- _Short exercise_
Extract each line of the material below that contains the string "door".

- _Data to use_
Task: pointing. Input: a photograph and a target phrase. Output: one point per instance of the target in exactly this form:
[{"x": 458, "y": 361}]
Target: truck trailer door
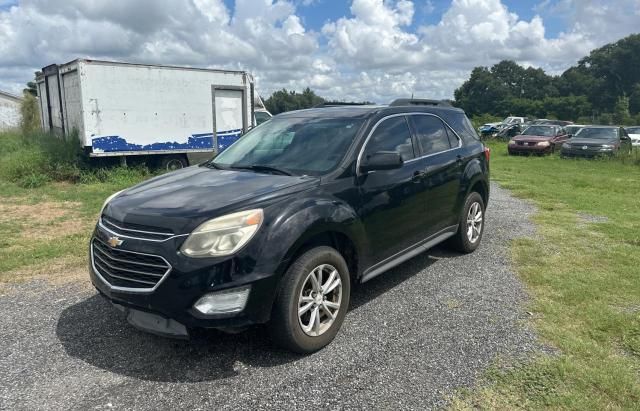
[{"x": 229, "y": 115}]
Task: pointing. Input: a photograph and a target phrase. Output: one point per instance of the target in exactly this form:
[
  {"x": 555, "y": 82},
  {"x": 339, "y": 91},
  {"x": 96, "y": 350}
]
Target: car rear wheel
[
  {"x": 471, "y": 225},
  {"x": 173, "y": 162},
  {"x": 312, "y": 302}
]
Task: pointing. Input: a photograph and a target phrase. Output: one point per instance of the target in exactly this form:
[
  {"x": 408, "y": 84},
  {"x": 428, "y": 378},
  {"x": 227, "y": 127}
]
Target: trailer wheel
[{"x": 172, "y": 163}]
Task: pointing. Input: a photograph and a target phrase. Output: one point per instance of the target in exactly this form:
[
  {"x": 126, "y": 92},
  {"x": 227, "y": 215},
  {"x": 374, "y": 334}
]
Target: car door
[
  {"x": 625, "y": 141},
  {"x": 392, "y": 207},
  {"x": 439, "y": 146},
  {"x": 559, "y": 137}
]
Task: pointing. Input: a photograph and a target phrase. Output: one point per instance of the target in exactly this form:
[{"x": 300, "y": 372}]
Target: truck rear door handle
[{"x": 418, "y": 176}]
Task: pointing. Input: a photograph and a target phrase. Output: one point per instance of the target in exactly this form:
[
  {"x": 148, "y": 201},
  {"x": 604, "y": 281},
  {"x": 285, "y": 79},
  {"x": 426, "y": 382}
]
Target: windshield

- _Output of the exercise_
Target: truck trailer door
Target: car door
Target: truck rear door handle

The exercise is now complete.